DOCUMENT TEXT:
»»

So I think this means that next we have to debug into the underlying Go SFTP library, roughly in the vicinity of here?

I'll tentatively hand off to you for that, because ISTR that you had been debugging the Go SFTP library anyway earlier, and so you probably have it built, know how to get rclone to use your source-built library, etc. Let me know if my assumption that this next step is easier for you than for me is wrong, though.

@kfogel
Copy link
Contributor

kfogel commented Feb 5, 2023

@slifty Oh, I forgot! You haven't been able to reproduce the bug, whereas it reproduces reliably for me.

In that case, if you'd like me to debug into the Go SFTP library, let me know. (I might need some tips from you on how to build and link rclone against it, but I wouldn't bug you until I'd tried.)

@slifty
Copy link
Contributor Author

slifty commented Feb 7, 2023

I am able to reproduce now! (I set up rclone inside of the permanent devenv / on a debian box so that's all)

««

EXCERPTED DATA:
»»

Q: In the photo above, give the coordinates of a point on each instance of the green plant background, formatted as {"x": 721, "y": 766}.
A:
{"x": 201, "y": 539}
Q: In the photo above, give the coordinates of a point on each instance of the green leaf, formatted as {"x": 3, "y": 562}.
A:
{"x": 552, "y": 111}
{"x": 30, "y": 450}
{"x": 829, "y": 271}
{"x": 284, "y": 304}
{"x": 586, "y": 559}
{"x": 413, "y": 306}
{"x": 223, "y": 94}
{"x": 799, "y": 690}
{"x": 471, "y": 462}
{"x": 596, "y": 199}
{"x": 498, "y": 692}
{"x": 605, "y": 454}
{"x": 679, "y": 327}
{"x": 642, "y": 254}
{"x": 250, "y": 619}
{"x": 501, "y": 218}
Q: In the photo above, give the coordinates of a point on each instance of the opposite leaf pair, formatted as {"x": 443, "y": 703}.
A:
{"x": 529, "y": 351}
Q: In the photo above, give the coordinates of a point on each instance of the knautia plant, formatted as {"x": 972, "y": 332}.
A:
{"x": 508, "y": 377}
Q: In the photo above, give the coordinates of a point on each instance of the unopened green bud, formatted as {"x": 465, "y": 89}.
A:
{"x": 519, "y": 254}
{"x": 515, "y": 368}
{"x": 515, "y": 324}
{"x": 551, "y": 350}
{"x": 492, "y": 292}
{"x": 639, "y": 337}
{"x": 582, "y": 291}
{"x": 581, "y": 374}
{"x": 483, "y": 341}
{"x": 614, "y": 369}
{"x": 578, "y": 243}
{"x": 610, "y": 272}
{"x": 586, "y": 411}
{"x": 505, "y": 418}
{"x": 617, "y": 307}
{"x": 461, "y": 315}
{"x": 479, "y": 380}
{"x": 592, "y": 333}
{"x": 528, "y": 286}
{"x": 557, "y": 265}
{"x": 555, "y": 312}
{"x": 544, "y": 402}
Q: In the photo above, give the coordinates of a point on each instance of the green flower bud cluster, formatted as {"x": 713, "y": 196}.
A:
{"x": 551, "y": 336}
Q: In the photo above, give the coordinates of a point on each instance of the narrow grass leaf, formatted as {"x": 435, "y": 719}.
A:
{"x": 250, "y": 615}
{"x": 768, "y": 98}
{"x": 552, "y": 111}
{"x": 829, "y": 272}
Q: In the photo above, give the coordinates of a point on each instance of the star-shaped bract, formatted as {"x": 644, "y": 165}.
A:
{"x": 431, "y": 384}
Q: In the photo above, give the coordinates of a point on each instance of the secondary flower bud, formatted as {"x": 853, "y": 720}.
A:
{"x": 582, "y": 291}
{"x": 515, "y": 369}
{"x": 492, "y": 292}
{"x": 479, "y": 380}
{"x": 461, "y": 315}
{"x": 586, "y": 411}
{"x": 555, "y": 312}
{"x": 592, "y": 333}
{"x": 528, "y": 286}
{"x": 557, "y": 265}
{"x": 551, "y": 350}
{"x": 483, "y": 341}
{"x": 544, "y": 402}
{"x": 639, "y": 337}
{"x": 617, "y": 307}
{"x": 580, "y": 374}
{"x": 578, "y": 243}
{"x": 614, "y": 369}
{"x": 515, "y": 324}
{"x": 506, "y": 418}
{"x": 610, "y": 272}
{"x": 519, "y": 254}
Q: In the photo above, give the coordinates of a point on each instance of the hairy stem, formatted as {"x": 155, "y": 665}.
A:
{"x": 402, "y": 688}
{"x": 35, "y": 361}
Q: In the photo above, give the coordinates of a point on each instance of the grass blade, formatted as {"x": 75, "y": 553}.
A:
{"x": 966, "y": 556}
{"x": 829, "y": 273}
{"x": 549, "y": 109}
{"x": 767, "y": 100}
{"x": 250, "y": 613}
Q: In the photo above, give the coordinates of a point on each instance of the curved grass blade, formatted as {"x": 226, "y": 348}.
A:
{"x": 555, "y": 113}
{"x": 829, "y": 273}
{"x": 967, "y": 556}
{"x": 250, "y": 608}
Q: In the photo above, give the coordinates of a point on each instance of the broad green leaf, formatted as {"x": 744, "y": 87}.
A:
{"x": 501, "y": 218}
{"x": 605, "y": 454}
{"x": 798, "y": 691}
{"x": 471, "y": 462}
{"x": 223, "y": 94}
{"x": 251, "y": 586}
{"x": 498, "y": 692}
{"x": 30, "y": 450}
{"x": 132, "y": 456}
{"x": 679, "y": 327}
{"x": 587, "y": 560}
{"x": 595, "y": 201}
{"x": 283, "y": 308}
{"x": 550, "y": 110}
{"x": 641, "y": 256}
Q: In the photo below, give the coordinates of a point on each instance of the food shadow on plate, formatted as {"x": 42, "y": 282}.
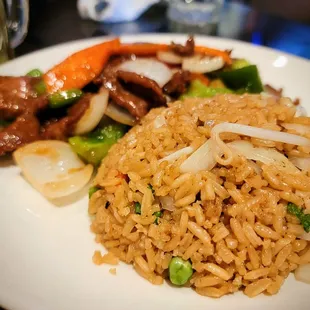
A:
{"x": 6, "y": 161}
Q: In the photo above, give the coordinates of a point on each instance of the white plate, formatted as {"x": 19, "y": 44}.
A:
{"x": 46, "y": 251}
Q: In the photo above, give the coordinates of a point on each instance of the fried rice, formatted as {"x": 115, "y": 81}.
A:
{"x": 230, "y": 221}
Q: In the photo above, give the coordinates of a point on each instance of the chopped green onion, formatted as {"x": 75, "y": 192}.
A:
{"x": 92, "y": 190}
{"x": 151, "y": 188}
{"x": 158, "y": 214}
{"x": 63, "y": 98}
{"x": 40, "y": 88}
{"x": 137, "y": 208}
{"x": 180, "y": 271}
{"x": 299, "y": 213}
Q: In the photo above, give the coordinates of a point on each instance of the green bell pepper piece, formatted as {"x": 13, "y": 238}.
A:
{"x": 64, "y": 98}
{"x": 199, "y": 90}
{"x": 95, "y": 146}
{"x": 246, "y": 79}
{"x": 239, "y": 63}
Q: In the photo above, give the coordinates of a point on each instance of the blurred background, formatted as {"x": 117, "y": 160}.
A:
{"x": 280, "y": 24}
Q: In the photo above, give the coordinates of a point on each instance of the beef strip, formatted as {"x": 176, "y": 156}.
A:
{"x": 184, "y": 50}
{"x": 18, "y": 96}
{"x": 143, "y": 86}
{"x": 24, "y": 130}
{"x": 136, "y": 106}
{"x": 178, "y": 84}
{"x": 63, "y": 128}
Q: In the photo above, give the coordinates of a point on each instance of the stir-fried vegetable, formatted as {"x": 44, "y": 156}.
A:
{"x": 199, "y": 90}
{"x": 151, "y": 188}
{"x": 239, "y": 64}
{"x": 150, "y": 68}
{"x": 158, "y": 214}
{"x": 53, "y": 168}
{"x": 243, "y": 80}
{"x": 35, "y": 73}
{"x": 299, "y": 213}
{"x": 94, "y": 113}
{"x": 63, "y": 98}
{"x": 81, "y": 68}
{"x": 92, "y": 190}
{"x": 95, "y": 146}
{"x": 148, "y": 49}
{"x": 180, "y": 271}
{"x": 206, "y": 64}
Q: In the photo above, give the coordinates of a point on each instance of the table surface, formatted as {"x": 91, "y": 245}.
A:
{"x": 57, "y": 21}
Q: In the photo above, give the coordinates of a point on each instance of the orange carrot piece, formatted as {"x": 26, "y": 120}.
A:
{"x": 79, "y": 69}
{"x": 141, "y": 49}
{"x": 147, "y": 49}
{"x": 214, "y": 52}
{"x": 201, "y": 77}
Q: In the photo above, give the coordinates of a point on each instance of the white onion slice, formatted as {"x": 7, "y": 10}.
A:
{"x": 169, "y": 57}
{"x": 254, "y": 132}
{"x": 299, "y": 128}
{"x": 150, "y": 68}
{"x": 301, "y": 163}
{"x": 201, "y": 159}
{"x": 53, "y": 168}
{"x": 159, "y": 121}
{"x": 202, "y": 64}
{"x": 264, "y": 155}
{"x": 167, "y": 203}
{"x": 119, "y": 114}
{"x": 302, "y": 273}
{"x": 300, "y": 111}
{"x": 93, "y": 114}
{"x": 176, "y": 155}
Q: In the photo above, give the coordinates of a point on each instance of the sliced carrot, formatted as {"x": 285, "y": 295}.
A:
{"x": 79, "y": 69}
{"x": 141, "y": 49}
{"x": 214, "y": 52}
{"x": 82, "y": 67}
{"x": 201, "y": 77}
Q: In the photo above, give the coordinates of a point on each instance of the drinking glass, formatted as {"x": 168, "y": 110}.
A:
{"x": 194, "y": 16}
{"x": 14, "y": 17}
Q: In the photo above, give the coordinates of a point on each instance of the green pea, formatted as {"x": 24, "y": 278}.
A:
{"x": 158, "y": 214}
{"x": 40, "y": 88}
{"x": 151, "y": 188}
{"x": 180, "y": 271}
{"x": 137, "y": 208}
{"x": 64, "y": 98}
{"x": 92, "y": 190}
{"x": 35, "y": 73}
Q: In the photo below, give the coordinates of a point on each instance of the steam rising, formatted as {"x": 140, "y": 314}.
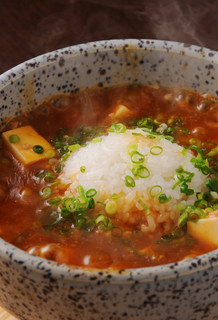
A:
{"x": 80, "y": 21}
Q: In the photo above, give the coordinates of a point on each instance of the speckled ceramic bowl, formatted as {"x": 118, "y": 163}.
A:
{"x": 33, "y": 288}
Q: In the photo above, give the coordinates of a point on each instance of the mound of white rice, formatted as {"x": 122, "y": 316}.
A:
{"x": 108, "y": 162}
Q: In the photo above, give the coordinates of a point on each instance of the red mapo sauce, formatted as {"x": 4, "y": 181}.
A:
{"x": 24, "y": 214}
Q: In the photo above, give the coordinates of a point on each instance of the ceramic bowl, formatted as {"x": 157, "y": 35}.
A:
{"x": 33, "y": 288}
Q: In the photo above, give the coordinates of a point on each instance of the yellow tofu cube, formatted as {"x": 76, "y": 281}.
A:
{"x": 23, "y": 148}
{"x": 122, "y": 111}
{"x": 206, "y": 229}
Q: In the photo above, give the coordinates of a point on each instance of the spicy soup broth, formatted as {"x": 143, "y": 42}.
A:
{"x": 30, "y": 220}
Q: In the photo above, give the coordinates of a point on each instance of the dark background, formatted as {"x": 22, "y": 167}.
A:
{"x": 32, "y": 27}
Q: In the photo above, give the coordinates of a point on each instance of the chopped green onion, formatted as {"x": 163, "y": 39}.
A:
{"x": 213, "y": 152}
{"x": 147, "y": 210}
{"x": 155, "y": 191}
{"x": 55, "y": 200}
{"x": 50, "y": 154}
{"x": 82, "y": 196}
{"x": 129, "y": 182}
{"x": 117, "y": 127}
{"x": 46, "y": 193}
{"x": 14, "y": 138}
{"x": 111, "y": 207}
{"x": 137, "y": 157}
{"x": 156, "y": 150}
{"x": 184, "y": 189}
{"x": 95, "y": 140}
{"x": 201, "y": 203}
{"x": 212, "y": 184}
{"x": 91, "y": 193}
{"x": 83, "y": 169}
{"x": 131, "y": 148}
{"x": 38, "y": 149}
{"x": 115, "y": 196}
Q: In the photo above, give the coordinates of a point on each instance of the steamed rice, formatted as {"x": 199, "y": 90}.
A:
{"x": 107, "y": 162}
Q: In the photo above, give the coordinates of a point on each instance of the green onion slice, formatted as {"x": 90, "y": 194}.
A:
{"x": 137, "y": 157}
{"x": 111, "y": 207}
{"x": 155, "y": 191}
{"x": 131, "y": 148}
{"x": 50, "y": 154}
{"x": 129, "y": 182}
{"x": 46, "y": 193}
{"x": 115, "y": 196}
{"x": 91, "y": 193}
{"x": 156, "y": 150}
{"x": 83, "y": 169}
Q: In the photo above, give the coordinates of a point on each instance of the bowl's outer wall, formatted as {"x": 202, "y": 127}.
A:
{"x": 35, "y": 289}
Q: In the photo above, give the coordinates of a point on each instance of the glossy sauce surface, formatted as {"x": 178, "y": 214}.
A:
{"x": 23, "y": 211}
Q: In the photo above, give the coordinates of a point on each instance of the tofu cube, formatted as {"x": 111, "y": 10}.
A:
{"x": 205, "y": 230}
{"x": 122, "y": 111}
{"x": 23, "y": 148}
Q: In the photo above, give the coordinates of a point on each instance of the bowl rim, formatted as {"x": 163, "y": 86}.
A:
{"x": 39, "y": 265}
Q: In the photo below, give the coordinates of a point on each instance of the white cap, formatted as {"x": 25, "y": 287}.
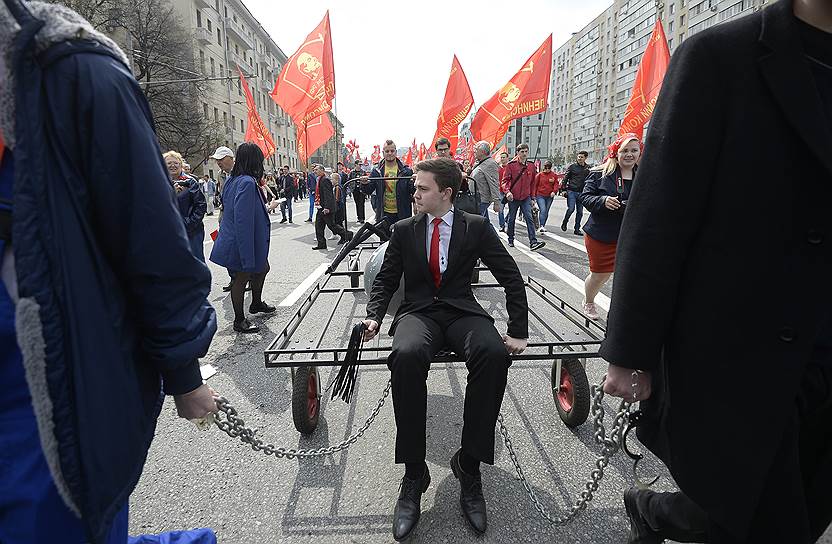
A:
{"x": 222, "y": 152}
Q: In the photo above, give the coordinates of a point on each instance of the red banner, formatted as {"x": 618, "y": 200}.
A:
{"x": 316, "y": 134}
{"x": 648, "y": 83}
{"x": 256, "y": 131}
{"x": 306, "y": 85}
{"x": 527, "y": 93}
{"x": 455, "y": 106}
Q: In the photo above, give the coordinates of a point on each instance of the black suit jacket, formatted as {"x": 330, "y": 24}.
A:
{"x": 725, "y": 256}
{"x": 472, "y": 238}
{"x": 326, "y": 196}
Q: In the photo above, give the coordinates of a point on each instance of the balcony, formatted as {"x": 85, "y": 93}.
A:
{"x": 203, "y": 36}
{"x": 240, "y": 61}
{"x": 235, "y": 30}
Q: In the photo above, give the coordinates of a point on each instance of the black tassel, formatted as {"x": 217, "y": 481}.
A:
{"x": 344, "y": 383}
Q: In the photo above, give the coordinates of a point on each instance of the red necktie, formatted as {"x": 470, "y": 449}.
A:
{"x": 433, "y": 262}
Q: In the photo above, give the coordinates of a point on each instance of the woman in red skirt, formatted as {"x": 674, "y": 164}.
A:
{"x": 605, "y": 196}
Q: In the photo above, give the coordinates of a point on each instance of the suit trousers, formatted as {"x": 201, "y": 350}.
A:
{"x": 795, "y": 505}
{"x": 323, "y": 220}
{"x": 417, "y": 339}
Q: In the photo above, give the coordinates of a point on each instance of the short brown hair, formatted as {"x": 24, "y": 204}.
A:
{"x": 445, "y": 171}
{"x": 442, "y": 141}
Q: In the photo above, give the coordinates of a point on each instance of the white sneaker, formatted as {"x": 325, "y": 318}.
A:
{"x": 590, "y": 310}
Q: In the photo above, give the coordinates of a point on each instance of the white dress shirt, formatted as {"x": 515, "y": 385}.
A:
{"x": 444, "y": 238}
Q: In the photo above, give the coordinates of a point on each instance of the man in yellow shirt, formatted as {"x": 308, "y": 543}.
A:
{"x": 391, "y": 198}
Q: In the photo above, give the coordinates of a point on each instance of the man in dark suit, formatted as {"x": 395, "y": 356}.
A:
{"x": 723, "y": 323}
{"x": 442, "y": 245}
{"x": 326, "y": 205}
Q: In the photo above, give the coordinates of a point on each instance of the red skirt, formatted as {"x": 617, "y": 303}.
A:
{"x": 601, "y": 255}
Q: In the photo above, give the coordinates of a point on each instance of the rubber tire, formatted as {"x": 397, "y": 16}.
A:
{"x": 353, "y": 267}
{"x": 300, "y": 400}
{"x": 581, "y": 397}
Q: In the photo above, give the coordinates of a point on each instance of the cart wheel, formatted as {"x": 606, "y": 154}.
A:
{"x": 306, "y": 405}
{"x": 572, "y": 400}
{"x": 353, "y": 267}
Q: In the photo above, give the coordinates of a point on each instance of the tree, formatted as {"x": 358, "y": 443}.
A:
{"x": 161, "y": 51}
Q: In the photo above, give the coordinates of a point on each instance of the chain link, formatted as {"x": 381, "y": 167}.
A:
{"x": 234, "y": 426}
{"x": 609, "y": 447}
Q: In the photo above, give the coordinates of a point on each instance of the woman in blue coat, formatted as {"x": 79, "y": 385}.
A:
{"x": 242, "y": 245}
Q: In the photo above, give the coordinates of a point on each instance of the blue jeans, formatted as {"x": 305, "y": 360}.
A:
{"x": 544, "y": 203}
{"x": 573, "y": 205}
{"x": 484, "y": 211}
{"x": 311, "y": 203}
{"x": 526, "y": 206}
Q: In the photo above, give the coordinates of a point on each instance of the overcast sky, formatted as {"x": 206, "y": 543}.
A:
{"x": 392, "y": 58}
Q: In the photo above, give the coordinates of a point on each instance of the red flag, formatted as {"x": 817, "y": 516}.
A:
{"x": 306, "y": 85}
{"x": 648, "y": 83}
{"x": 316, "y": 134}
{"x": 527, "y": 93}
{"x": 256, "y": 131}
{"x": 455, "y": 106}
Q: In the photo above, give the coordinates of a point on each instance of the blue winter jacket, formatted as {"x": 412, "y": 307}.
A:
{"x": 243, "y": 241}
{"x": 112, "y": 302}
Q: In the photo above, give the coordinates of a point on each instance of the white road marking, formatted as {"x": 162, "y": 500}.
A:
{"x": 301, "y": 289}
{"x": 567, "y": 241}
{"x": 570, "y": 279}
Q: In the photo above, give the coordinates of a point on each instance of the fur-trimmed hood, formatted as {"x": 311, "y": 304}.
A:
{"x": 60, "y": 24}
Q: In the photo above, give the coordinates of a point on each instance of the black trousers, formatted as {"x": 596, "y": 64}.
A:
{"x": 358, "y": 196}
{"x": 418, "y": 338}
{"x": 323, "y": 220}
{"x": 795, "y": 505}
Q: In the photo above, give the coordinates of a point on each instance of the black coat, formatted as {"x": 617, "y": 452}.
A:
{"x": 325, "y": 195}
{"x": 725, "y": 256}
{"x": 472, "y": 238}
{"x": 604, "y": 224}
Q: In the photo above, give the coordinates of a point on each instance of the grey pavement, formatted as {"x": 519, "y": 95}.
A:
{"x": 207, "y": 479}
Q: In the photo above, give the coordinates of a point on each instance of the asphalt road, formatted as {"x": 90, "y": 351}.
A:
{"x": 207, "y": 479}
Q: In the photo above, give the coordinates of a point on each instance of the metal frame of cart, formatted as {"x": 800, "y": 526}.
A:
{"x": 569, "y": 383}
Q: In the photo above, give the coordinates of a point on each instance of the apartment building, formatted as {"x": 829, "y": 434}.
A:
{"x": 593, "y": 72}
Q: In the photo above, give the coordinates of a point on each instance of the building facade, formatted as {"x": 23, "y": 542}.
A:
{"x": 593, "y": 72}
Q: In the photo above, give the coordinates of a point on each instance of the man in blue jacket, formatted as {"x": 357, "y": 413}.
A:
{"x": 103, "y": 306}
{"x": 392, "y": 198}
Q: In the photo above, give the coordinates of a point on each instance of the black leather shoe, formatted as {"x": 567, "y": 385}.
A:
{"x": 470, "y": 496}
{"x": 640, "y": 532}
{"x": 409, "y": 506}
{"x": 261, "y": 308}
{"x": 245, "y": 327}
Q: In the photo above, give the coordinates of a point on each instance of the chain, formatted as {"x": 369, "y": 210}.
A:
{"x": 234, "y": 426}
{"x": 609, "y": 447}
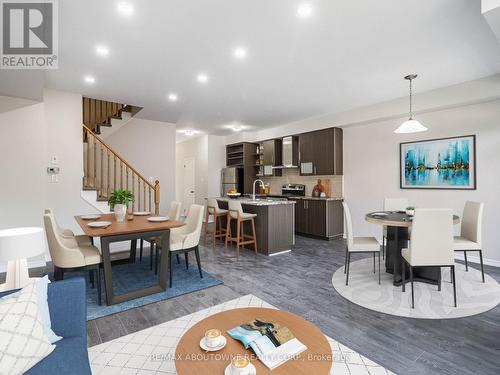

««

STATED TASK A: In the rclone debugging thread, where did slifty set up rclone in order to reproduce the bug?
STATED TASK B: Quote every sentence in the rclone debugging thread that ends with a question mark or an exclamation mark.
STATED TASK C: Write the next reply in the rclone debugging thread, following on from its last comment.

RESPONSE A: Inside the permanent devenv, on a Debian box.

RESPONSE B:
- "So I think this means that next we have to debug into the underlying Go SFTP library, roughly in the vicinity of here?"
- "Oh, I forgot!"
- "I am able to reproduce now!"

RESPONSE C:
A few pieces of information:

  1. rclone does NOT hang against a normal sftp service (which is to say that a normal service is doing SOMETHING that ours isn't doing. This is not surprising but still worth noting.
  2. I believe that the .close being called is actually this one: https://github.com/pkg/sftp/blob/cf523d99b5d2f41128caaaafc4c908a6a4d2fa0e/conn.go#L33-L37

In particular I think it gets here:

func (c *conn) Close() error {
	c.Lock()
	defer c.Unlock()
	return c.WriteCloser.Close()
}

I haven't confirmed this yet -- it would involve compiling go with debug output somehow, which I'll do if I have to but for now with these clues I suspect something about the Lock / Unlock is causing an issue, which suggests to me something about a previous call hasn't resolved properly. Again this would make sense.

What I'm going to do is go through all of the SFTP event handlers and ensure all of them are correctly handled.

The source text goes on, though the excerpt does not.